Given problem:
Which lines of the items below contain the string "wooden"? Select each one and copy it out in full.

Outline annotation items:
-*-

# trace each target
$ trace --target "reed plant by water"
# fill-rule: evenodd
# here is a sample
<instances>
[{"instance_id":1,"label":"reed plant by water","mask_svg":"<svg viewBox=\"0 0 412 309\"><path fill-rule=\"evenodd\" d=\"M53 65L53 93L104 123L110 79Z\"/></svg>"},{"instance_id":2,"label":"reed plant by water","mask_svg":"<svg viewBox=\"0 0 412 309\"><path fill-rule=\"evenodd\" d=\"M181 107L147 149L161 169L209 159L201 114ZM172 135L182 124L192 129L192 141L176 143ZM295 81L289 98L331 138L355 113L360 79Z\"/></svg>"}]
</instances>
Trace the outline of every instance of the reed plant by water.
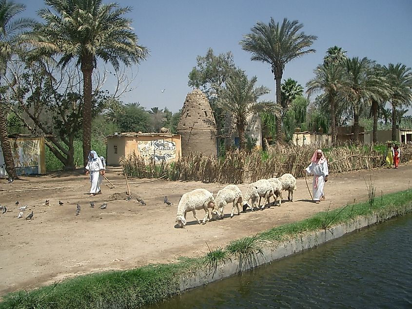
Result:
<instances>
[{"instance_id":1,"label":"reed plant by water","mask_svg":"<svg viewBox=\"0 0 412 309\"><path fill-rule=\"evenodd\" d=\"M265 152L228 152L220 157L191 153L170 164L147 164L134 153L122 158L120 163L128 175L139 178L165 176L173 180L242 183L285 173L303 177L314 151L312 146L278 145ZM378 145L343 145L325 148L324 152L331 174L375 168L385 164L385 151ZM412 146L402 146L402 159L412 159Z\"/></svg>"}]
</instances>

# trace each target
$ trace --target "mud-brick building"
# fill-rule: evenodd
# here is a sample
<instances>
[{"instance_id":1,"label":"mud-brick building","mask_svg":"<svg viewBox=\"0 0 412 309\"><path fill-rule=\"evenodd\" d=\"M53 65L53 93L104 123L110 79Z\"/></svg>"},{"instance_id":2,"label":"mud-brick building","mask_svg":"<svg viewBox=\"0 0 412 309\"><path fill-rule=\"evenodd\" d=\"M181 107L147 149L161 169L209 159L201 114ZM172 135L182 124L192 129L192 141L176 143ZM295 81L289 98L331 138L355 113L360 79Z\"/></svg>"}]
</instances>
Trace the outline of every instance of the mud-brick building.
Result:
<instances>
[{"instance_id":1,"label":"mud-brick building","mask_svg":"<svg viewBox=\"0 0 412 309\"><path fill-rule=\"evenodd\" d=\"M182 154L187 155L193 152L217 155L217 132L209 100L200 90L195 89L186 96L177 124Z\"/></svg>"},{"instance_id":2,"label":"mud-brick building","mask_svg":"<svg viewBox=\"0 0 412 309\"><path fill-rule=\"evenodd\" d=\"M107 136L108 165L119 165L120 158L127 157L133 152L146 163L177 161L182 154L180 135L129 132Z\"/></svg>"}]
</instances>

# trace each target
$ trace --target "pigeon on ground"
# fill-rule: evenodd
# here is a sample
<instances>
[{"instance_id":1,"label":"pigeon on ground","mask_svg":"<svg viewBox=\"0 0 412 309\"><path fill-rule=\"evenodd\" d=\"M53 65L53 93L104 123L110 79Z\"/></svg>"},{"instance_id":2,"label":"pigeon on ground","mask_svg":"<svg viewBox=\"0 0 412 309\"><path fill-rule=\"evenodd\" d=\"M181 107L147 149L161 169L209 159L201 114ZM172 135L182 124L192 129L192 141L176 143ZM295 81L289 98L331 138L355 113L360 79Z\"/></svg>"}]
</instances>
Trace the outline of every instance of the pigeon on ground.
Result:
<instances>
[{"instance_id":1,"label":"pigeon on ground","mask_svg":"<svg viewBox=\"0 0 412 309\"><path fill-rule=\"evenodd\" d=\"M32 213L26 218L26 220L31 220L32 218L33 218L33 211L32 211Z\"/></svg>"}]
</instances>

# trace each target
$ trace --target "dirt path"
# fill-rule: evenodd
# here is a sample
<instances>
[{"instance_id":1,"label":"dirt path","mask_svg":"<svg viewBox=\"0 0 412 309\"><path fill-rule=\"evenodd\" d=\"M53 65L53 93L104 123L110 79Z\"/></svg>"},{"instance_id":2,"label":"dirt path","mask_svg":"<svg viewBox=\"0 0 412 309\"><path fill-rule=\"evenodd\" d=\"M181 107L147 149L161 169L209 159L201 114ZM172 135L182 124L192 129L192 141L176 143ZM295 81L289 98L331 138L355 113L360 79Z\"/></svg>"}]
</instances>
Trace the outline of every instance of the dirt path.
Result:
<instances>
[{"instance_id":1,"label":"dirt path","mask_svg":"<svg viewBox=\"0 0 412 309\"><path fill-rule=\"evenodd\" d=\"M0 204L8 211L0 214L0 295L22 289L32 289L79 274L107 270L123 270L148 263L167 263L182 255L195 256L211 248L224 246L231 241L273 227L308 217L320 211L367 199L364 178L371 174L376 195L408 189L412 179L412 164L398 170L381 169L330 176L325 186L327 200L320 204L309 201L305 180L298 179L295 202L285 202L281 207L242 213L233 219L195 224L188 213L185 229L175 226L177 204L181 195L198 188L215 194L224 187L199 182L157 180L130 185L132 195L144 199L146 206L134 202L108 202L107 208L98 208L115 193L124 193L125 184L109 189L103 185L103 193L93 198L96 206L89 205L88 178L83 175L64 173L41 177L24 177L8 184L0 180L0 190L82 186L65 189L5 193L0 192ZM106 174L115 183L124 182L118 169ZM129 181L141 181L131 179ZM412 184L411 184L412 186ZM239 187L244 193L247 185ZM175 203L163 203L164 195ZM287 196L287 194L284 194ZM42 206L46 199L50 205ZM19 219L15 205L28 205L23 218ZM59 206L59 200L64 202ZM75 215L76 203L81 206ZM33 210L33 219L24 220ZM231 205L225 209L226 216ZM202 216L200 214L199 217Z\"/></svg>"}]
</instances>

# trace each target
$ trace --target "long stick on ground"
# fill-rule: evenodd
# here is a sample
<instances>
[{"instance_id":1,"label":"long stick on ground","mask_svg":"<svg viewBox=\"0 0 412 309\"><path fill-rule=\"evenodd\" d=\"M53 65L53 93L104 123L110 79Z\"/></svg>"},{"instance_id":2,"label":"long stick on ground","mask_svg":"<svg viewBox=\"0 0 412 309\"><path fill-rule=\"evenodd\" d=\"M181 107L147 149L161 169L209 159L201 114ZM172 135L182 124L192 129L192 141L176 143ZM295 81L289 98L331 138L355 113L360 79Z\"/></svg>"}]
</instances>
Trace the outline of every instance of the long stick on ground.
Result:
<instances>
[{"instance_id":1,"label":"long stick on ground","mask_svg":"<svg viewBox=\"0 0 412 309\"><path fill-rule=\"evenodd\" d=\"M306 173L305 172L305 181L306 182L306 187L308 188L308 191L309 192L309 194L311 194L311 198L312 199L312 201L314 200L313 196L312 196L312 193L311 192L311 190L309 189L309 186L308 185L308 179L306 179Z\"/></svg>"},{"instance_id":2,"label":"long stick on ground","mask_svg":"<svg viewBox=\"0 0 412 309\"><path fill-rule=\"evenodd\" d=\"M84 187L84 185L80 186L72 186L71 187L53 187L53 188L38 188L36 189L25 189L21 190L2 190L0 193L10 193L11 192L22 192L23 191L37 191L39 190L51 190L54 189L67 189L69 188L76 188L77 187Z\"/></svg>"},{"instance_id":3,"label":"long stick on ground","mask_svg":"<svg viewBox=\"0 0 412 309\"><path fill-rule=\"evenodd\" d=\"M110 183L111 185L112 185L113 186L113 188L116 188L116 186L115 186L115 185L114 185L114 184L113 184L113 183L112 183L111 181L110 181L110 180L109 180L109 179L107 179L107 177L106 177L106 176L104 176L104 175L103 175L103 177L104 177L104 179L106 179L106 180L107 180L107 181L109 182L109 183ZM113 189L113 188L111 188L110 189Z\"/></svg>"},{"instance_id":4,"label":"long stick on ground","mask_svg":"<svg viewBox=\"0 0 412 309\"><path fill-rule=\"evenodd\" d=\"M126 177L126 184L127 185L127 193L128 195L130 196L130 188L129 187L129 182L127 181L127 175L124 173L124 176Z\"/></svg>"}]
</instances>

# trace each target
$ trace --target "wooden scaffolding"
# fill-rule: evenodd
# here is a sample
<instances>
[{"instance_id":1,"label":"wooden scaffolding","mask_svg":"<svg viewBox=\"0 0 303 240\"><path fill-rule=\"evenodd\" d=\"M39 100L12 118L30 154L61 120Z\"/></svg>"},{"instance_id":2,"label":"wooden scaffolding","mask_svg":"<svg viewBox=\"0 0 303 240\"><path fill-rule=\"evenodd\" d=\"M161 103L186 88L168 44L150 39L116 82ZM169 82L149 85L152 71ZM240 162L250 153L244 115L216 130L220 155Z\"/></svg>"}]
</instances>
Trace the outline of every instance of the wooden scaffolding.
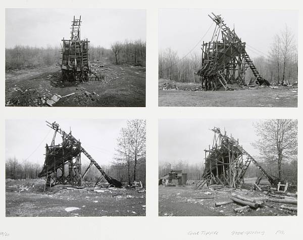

-*-

Written response:
$ trace --target "wooden scaffolding"
[{"instance_id":1,"label":"wooden scaffolding","mask_svg":"<svg viewBox=\"0 0 303 240\"><path fill-rule=\"evenodd\" d=\"M39 100L12 118L30 154L61 120Z\"/></svg>"},{"instance_id":2,"label":"wooden scaffolding","mask_svg":"<svg viewBox=\"0 0 303 240\"><path fill-rule=\"evenodd\" d=\"M161 103L186 88L168 44L150 39L116 82ZM169 82L149 85L152 71ZM240 162L250 153L244 115L216 130L220 155Z\"/></svg>"}]
Trace the outline of every instance of the wooden scaffolding.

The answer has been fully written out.